## START Data for this task

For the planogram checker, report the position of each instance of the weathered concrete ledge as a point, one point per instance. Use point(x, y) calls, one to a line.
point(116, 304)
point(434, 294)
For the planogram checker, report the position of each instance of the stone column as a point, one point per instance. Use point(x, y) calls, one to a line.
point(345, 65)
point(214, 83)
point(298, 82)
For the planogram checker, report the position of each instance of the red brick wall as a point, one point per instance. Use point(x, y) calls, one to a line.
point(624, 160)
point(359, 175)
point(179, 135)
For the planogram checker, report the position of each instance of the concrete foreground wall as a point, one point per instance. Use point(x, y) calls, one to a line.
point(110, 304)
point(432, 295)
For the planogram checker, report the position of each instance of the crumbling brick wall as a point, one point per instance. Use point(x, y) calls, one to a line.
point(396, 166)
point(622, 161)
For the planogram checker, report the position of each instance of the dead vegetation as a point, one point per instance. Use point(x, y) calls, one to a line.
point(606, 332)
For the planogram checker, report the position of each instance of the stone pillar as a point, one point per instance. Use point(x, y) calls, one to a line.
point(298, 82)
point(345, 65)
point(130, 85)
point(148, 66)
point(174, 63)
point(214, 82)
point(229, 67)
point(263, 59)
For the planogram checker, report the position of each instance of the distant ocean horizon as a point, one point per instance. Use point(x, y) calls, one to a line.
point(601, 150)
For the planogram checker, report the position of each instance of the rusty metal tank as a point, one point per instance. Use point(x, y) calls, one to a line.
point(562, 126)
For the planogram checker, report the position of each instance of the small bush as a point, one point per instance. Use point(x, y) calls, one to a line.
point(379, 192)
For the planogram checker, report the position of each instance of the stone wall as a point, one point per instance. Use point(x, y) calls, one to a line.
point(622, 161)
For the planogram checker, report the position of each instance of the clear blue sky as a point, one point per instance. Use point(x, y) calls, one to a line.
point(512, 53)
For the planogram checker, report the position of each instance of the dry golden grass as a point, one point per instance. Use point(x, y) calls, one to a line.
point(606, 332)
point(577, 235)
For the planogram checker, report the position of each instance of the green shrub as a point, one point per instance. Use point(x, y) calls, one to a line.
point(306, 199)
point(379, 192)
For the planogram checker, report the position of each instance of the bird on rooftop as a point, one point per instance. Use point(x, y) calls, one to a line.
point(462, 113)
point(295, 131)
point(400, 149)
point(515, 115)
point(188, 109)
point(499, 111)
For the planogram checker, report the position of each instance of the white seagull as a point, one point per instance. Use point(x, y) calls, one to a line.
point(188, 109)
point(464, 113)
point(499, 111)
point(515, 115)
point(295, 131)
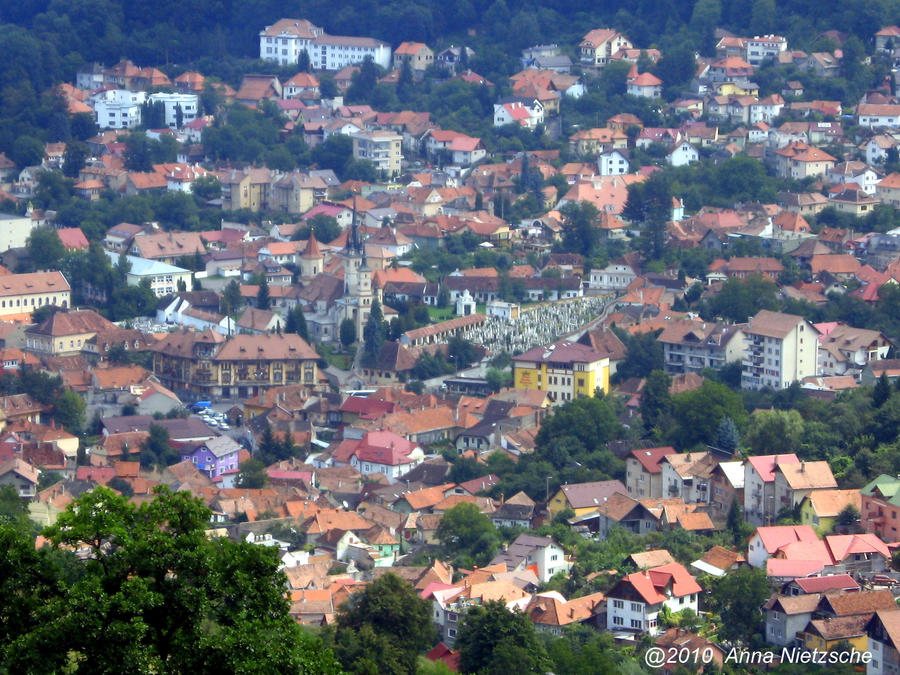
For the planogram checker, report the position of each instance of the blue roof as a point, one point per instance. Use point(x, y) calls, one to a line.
point(142, 267)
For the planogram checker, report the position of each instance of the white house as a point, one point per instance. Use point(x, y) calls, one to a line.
point(645, 85)
point(766, 541)
point(876, 148)
point(189, 104)
point(683, 154)
point(761, 47)
point(544, 554)
point(614, 277)
point(781, 349)
point(333, 52)
point(516, 112)
point(163, 278)
point(387, 453)
point(284, 40)
point(874, 115)
point(759, 486)
point(612, 163)
point(118, 108)
point(634, 603)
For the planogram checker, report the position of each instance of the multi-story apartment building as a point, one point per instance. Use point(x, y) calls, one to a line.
point(565, 370)
point(761, 47)
point(880, 512)
point(780, 349)
point(690, 346)
point(189, 104)
point(22, 293)
point(759, 486)
point(284, 40)
point(598, 46)
point(634, 603)
point(118, 108)
point(163, 277)
point(844, 350)
point(208, 364)
point(333, 52)
point(382, 148)
point(643, 473)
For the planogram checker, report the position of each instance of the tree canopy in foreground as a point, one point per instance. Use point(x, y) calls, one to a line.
point(153, 595)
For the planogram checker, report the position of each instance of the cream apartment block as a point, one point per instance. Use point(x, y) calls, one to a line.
point(780, 349)
point(22, 293)
point(284, 40)
point(690, 346)
point(382, 148)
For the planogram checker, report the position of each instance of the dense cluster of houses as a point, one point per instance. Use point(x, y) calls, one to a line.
point(372, 486)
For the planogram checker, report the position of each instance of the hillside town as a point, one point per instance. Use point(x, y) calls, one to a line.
point(632, 378)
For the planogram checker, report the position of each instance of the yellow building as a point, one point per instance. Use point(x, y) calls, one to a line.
point(820, 508)
point(241, 366)
point(565, 370)
point(583, 498)
point(22, 293)
point(826, 634)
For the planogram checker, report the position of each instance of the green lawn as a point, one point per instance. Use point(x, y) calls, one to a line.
point(446, 313)
point(343, 360)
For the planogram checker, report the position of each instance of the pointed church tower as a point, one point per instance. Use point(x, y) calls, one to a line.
point(357, 278)
point(311, 260)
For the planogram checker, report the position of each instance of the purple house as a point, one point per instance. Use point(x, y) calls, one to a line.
point(214, 457)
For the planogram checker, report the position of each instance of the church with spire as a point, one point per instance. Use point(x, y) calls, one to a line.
point(358, 294)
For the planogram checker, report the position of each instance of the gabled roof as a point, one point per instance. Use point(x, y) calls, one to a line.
point(650, 458)
point(807, 475)
point(777, 536)
point(653, 585)
point(588, 495)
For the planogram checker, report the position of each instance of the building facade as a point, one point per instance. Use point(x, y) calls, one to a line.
point(780, 349)
point(565, 370)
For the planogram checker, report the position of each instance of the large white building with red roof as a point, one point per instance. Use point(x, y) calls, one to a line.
point(759, 486)
point(379, 452)
point(634, 603)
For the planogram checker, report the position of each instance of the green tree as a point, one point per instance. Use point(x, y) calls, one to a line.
point(27, 151)
point(252, 474)
point(348, 332)
point(373, 335)
point(881, 392)
point(656, 402)
point(75, 158)
point(739, 528)
point(156, 450)
point(468, 535)
point(740, 299)
point(698, 413)
point(303, 63)
point(206, 188)
point(156, 595)
point(232, 301)
point(263, 301)
point(295, 322)
point(494, 641)
point(774, 431)
point(384, 628)
point(727, 437)
point(737, 598)
point(69, 410)
point(45, 250)
point(461, 352)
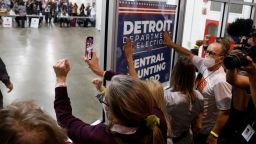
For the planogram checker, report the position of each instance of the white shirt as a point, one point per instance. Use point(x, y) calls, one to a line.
point(216, 92)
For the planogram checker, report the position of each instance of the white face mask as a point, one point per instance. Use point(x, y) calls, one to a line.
point(209, 61)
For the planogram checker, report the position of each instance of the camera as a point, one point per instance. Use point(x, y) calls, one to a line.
point(238, 58)
point(242, 29)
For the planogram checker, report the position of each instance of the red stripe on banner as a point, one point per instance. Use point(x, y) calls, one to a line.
point(145, 12)
point(151, 7)
point(145, 9)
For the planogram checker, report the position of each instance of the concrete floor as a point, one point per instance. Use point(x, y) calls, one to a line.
point(29, 55)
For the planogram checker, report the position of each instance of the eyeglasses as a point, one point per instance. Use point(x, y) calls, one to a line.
point(211, 53)
point(101, 98)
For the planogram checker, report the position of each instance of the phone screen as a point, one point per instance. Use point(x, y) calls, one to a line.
point(89, 47)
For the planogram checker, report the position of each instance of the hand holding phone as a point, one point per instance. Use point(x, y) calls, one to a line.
point(89, 47)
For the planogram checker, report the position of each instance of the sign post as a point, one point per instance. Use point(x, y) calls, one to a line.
point(145, 22)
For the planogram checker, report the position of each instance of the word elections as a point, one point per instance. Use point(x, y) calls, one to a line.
point(150, 65)
point(139, 27)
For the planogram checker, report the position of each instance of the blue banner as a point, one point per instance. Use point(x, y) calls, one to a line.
point(145, 22)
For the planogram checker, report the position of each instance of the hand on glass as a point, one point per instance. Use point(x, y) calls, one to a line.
point(94, 64)
point(167, 40)
point(128, 48)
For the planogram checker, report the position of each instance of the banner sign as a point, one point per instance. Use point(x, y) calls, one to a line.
point(34, 23)
point(145, 22)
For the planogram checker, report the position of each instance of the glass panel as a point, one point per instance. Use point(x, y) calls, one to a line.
point(245, 13)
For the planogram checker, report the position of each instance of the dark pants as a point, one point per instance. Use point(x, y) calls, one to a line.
point(48, 17)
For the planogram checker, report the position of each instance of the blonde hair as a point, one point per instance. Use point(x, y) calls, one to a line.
point(25, 123)
point(130, 102)
point(157, 91)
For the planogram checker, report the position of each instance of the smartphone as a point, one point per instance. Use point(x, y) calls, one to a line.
point(89, 47)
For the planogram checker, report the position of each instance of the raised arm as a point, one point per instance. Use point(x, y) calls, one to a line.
point(168, 42)
point(94, 65)
point(251, 70)
point(237, 80)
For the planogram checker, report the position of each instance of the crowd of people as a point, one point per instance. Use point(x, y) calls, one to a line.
point(52, 10)
point(200, 110)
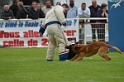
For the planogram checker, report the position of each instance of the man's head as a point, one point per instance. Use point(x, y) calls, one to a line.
point(65, 7)
point(34, 4)
point(48, 4)
point(104, 6)
point(83, 6)
point(71, 3)
point(94, 3)
point(6, 7)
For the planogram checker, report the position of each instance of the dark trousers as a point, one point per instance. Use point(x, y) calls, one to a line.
point(100, 32)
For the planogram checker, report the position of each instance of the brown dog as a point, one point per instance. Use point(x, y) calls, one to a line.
point(82, 50)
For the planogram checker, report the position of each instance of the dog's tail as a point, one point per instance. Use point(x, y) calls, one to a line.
point(115, 48)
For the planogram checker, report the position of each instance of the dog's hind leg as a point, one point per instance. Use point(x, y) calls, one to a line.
point(103, 53)
point(75, 57)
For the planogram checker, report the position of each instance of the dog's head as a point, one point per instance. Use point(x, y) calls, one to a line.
point(75, 47)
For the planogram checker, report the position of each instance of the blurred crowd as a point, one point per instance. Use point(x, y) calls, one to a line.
point(36, 11)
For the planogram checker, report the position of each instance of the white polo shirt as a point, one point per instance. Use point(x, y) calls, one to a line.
point(84, 13)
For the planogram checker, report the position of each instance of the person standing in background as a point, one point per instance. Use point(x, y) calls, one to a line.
point(52, 22)
point(83, 12)
point(41, 14)
point(66, 8)
point(103, 13)
point(14, 7)
point(22, 12)
point(33, 12)
point(58, 3)
point(73, 11)
point(93, 9)
point(47, 7)
point(7, 13)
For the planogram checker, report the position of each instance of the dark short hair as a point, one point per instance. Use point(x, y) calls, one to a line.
point(65, 5)
point(83, 4)
point(103, 5)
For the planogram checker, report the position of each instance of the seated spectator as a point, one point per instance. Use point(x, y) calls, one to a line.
point(14, 7)
point(7, 13)
point(73, 11)
point(47, 7)
point(66, 8)
point(22, 12)
point(33, 12)
point(102, 12)
point(41, 14)
point(84, 11)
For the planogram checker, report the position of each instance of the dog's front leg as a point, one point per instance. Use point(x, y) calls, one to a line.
point(75, 57)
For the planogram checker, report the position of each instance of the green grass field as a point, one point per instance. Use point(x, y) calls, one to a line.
point(29, 65)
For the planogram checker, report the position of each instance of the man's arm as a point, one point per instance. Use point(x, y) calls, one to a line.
point(59, 14)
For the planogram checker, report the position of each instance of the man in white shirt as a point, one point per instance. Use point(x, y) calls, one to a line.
point(47, 7)
point(73, 11)
point(83, 12)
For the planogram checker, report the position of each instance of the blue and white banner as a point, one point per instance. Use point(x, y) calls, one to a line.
point(24, 33)
point(116, 23)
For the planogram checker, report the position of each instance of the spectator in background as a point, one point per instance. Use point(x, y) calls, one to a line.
point(33, 12)
point(102, 12)
point(47, 7)
point(14, 7)
point(22, 12)
point(93, 9)
point(41, 14)
point(83, 12)
point(7, 13)
point(66, 8)
point(58, 3)
point(73, 11)
point(1, 9)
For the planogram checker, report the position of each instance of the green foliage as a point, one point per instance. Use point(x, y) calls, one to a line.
point(30, 65)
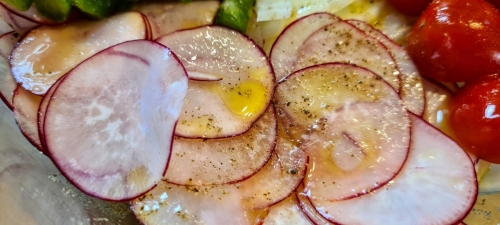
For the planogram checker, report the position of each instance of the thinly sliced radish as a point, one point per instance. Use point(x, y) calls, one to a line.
point(47, 53)
point(309, 210)
point(342, 42)
point(285, 49)
point(167, 17)
point(25, 108)
point(286, 212)
point(7, 82)
point(230, 106)
point(42, 109)
point(224, 160)
point(437, 185)
point(352, 125)
point(209, 205)
point(411, 90)
point(114, 141)
point(19, 24)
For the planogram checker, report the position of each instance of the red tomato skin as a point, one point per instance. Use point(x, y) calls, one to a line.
point(410, 7)
point(456, 40)
point(475, 117)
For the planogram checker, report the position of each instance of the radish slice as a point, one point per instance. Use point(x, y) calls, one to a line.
point(285, 49)
point(411, 82)
point(437, 185)
point(167, 17)
point(352, 125)
point(47, 53)
point(309, 210)
point(7, 82)
point(230, 106)
point(25, 108)
point(19, 24)
point(219, 161)
point(286, 212)
point(342, 42)
point(124, 129)
point(41, 112)
point(210, 205)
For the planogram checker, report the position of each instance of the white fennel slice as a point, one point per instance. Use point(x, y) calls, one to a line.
point(113, 141)
point(46, 53)
point(350, 123)
point(229, 105)
point(437, 185)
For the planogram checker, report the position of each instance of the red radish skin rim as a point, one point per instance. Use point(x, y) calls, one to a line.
point(273, 147)
point(263, 54)
point(173, 133)
point(381, 184)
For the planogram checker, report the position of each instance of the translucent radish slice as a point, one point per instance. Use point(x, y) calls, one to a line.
point(46, 53)
point(7, 82)
point(286, 212)
point(41, 112)
point(342, 42)
point(351, 124)
point(209, 205)
point(437, 185)
point(25, 108)
point(411, 90)
point(285, 49)
point(110, 133)
point(167, 17)
point(230, 106)
point(225, 160)
point(19, 24)
point(309, 210)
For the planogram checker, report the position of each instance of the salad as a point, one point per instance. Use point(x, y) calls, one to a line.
point(279, 113)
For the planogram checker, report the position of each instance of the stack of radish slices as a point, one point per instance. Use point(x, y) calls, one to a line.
point(201, 127)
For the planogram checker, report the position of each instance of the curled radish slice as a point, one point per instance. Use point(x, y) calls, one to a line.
point(42, 109)
point(286, 212)
point(351, 124)
point(208, 205)
point(411, 90)
point(114, 141)
point(7, 82)
point(224, 160)
point(46, 53)
point(342, 42)
point(244, 89)
point(309, 210)
point(437, 185)
point(25, 108)
point(167, 17)
point(285, 49)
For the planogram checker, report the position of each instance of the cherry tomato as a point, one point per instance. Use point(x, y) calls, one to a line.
point(475, 117)
point(456, 40)
point(410, 7)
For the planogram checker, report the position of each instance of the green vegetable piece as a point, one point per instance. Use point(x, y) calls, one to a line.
point(57, 10)
point(235, 14)
point(98, 8)
point(21, 5)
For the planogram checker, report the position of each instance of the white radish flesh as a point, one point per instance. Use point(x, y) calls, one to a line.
point(46, 53)
point(7, 82)
point(224, 160)
point(352, 125)
point(285, 49)
point(437, 185)
point(25, 108)
point(411, 90)
point(110, 133)
point(342, 42)
point(286, 212)
point(230, 106)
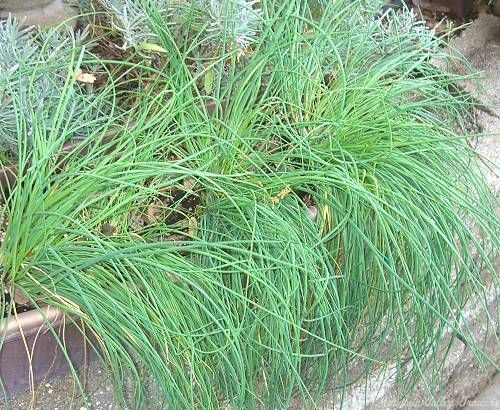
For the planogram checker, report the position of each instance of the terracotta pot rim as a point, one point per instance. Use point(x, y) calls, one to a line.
point(21, 325)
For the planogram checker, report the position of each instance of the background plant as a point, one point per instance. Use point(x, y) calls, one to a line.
point(33, 70)
point(243, 299)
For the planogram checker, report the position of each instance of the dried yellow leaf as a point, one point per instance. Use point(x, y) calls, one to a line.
point(85, 77)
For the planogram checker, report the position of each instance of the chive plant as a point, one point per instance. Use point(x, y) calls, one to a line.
point(230, 291)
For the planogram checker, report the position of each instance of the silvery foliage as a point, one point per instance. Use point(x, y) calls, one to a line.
point(34, 70)
point(233, 21)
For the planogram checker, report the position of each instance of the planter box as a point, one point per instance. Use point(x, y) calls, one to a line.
point(459, 8)
point(30, 353)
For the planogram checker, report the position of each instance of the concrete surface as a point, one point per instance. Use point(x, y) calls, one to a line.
point(466, 385)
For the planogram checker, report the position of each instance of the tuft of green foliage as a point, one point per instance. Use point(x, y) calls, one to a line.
point(228, 292)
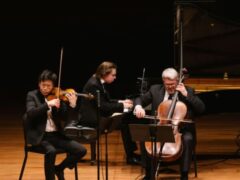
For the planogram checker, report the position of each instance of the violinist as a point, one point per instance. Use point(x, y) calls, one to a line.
point(106, 74)
point(155, 96)
point(44, 116)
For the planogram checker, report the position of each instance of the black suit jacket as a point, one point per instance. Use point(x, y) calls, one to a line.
point(36, 116)
point(155, 96)
point(195, 105)
point(89, 108)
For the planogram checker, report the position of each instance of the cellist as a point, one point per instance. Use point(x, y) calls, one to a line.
point(160, 93)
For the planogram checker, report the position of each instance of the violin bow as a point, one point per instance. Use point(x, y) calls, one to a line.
point(60, 72)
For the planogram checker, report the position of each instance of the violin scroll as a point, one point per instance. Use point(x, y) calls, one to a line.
point(61, 94)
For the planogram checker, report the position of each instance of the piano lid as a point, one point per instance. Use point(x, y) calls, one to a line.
point(210, 43)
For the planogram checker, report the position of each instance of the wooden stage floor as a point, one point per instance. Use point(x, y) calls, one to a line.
point(216, 150)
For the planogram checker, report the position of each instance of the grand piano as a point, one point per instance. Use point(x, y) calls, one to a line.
point(211, 54)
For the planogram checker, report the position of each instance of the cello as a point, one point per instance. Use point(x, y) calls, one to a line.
point(169, 111)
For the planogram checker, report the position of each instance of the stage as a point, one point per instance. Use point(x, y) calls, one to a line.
point(216, 153)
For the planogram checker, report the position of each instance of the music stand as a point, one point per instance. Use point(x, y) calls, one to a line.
point(154, 133)
point(107, 125)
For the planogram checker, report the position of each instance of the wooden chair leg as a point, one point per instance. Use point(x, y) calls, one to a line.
point(195, 162)
point(76, 172)
point(93, 152)
point(23, 165)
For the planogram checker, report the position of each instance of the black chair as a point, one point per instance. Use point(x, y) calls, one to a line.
point(36, 149)
point(85, 135)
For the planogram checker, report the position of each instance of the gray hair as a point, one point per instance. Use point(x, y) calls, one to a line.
point(170, 73)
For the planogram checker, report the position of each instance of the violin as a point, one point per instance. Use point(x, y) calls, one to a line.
point(61, 94)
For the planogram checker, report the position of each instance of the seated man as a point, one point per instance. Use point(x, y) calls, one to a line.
point(160, 93)
point(106, 74)
point(44, 125)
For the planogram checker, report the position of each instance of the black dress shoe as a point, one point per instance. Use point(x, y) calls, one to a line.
point(59, 174)
point(146, 178)
point(133, 161)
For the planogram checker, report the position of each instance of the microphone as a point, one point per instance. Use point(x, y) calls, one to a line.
point(88, 96)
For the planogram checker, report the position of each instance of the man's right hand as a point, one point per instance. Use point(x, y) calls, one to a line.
point(139, 111)
point(54, 103)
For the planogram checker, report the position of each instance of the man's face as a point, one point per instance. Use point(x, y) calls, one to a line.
point(170, 85)
point(111, 76)
point(46, 87)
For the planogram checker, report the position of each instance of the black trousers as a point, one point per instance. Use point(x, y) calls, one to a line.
point(188, 142)
point(53, 140)
point(130, 145)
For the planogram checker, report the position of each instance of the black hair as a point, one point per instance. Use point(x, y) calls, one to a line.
point(48, 75)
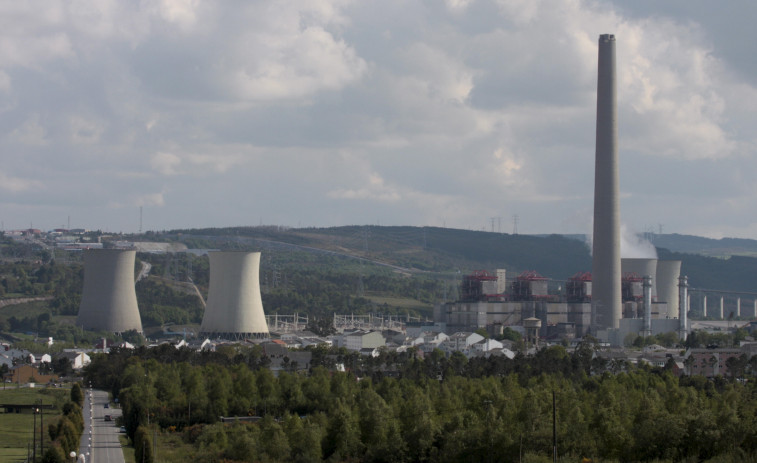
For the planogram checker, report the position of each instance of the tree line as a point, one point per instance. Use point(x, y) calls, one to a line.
point(405, 408)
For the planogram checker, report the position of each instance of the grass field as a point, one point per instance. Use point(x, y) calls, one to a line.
point(16, 428)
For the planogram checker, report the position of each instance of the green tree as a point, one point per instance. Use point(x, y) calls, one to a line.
point(77, 396)
point(143, 446)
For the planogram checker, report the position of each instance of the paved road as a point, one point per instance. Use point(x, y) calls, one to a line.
point(100, 438)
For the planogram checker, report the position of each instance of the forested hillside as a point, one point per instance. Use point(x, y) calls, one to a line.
point(319, 272)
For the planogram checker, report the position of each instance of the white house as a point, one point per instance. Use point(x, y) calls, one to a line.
point(486, 345)
point(360, 339)
point(77, 360)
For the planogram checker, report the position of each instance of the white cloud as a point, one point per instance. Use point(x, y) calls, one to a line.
point(18, 185)
point(346, 111)
point(165, 163)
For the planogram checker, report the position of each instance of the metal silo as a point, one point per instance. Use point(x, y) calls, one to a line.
point(235, 308)
point(109, 301)
point(641, 267)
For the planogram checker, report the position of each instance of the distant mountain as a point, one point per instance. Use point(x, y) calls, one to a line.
point(724, 247)
point(446, 251)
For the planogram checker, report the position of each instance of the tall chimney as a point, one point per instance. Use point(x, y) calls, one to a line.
point(606, 276)
point(683, 297)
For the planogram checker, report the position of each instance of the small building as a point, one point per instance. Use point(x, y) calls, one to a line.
point(25, 374)
point(359, 339)
point(710, 362)
point(78, 360)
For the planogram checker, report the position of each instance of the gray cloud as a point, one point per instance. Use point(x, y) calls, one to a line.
point(339, 112)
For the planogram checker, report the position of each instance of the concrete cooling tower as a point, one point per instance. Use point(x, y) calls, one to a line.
point(109, 301)
point(606, 287)
point(668, 272)
point(235, 308)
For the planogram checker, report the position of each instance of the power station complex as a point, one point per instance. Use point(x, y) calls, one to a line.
point(619, 296)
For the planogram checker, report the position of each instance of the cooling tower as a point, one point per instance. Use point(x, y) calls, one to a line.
point(108, 300)
point(606, 276)
point(668, 272)
point(641, 267)
point(234, 309)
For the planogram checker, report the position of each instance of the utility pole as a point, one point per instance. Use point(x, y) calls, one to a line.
point(554, 429)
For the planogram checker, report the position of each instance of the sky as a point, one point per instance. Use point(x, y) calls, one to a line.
point(468, 114)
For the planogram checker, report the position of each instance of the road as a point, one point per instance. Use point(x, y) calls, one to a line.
point(100, 438)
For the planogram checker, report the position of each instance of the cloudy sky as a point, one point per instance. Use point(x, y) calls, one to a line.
point(386, 112)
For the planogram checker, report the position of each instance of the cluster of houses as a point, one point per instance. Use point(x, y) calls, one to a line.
point(23, 367)
point(286, 352)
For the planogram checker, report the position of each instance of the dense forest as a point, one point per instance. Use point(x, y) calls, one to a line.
point(403, 408)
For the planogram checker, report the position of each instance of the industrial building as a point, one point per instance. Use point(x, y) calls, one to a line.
point(109, 300)
point(235, 308)
point(564, 308)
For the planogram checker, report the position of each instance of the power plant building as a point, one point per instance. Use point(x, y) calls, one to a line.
point(564, 307)
point(235, 308)
point(109, 300)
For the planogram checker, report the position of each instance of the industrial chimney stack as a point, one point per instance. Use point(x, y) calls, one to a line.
point(606, 299)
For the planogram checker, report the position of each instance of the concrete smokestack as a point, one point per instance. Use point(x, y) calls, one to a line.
point(606, 287)
point(108, 300)
point(647, 306)
point(235, 307)
point(683, 298)
point(668, 272)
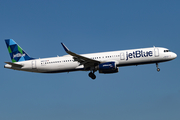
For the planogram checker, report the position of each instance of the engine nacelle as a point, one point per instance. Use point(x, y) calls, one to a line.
point(108, 67)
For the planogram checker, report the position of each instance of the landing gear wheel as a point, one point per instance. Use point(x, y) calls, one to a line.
point(92, 75)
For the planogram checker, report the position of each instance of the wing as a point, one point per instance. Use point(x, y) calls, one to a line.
point(14, 64)
point(87, 62)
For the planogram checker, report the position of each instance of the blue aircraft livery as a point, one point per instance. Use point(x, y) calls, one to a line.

## END Data for this task

Repeat only the lines from the one holding "of the landing" through the last line of the data.

(Solved exercise)
For the planogram checker, report the position of each instance of the landing gear wheel as a point, one point per instance. Use point(x, y) calls, one to a line.
point(92, 75)
For the planogram checker, report the position of each instance of the wing as a point, one point per instance. Use point(x, y) calls, one to a line.
point(14, 64)
point(87, 62)
For the planogram checker, report the position of each instance of the blue aircraft livery as a point, one point per instance. Use point(x, y) calls, one to a line.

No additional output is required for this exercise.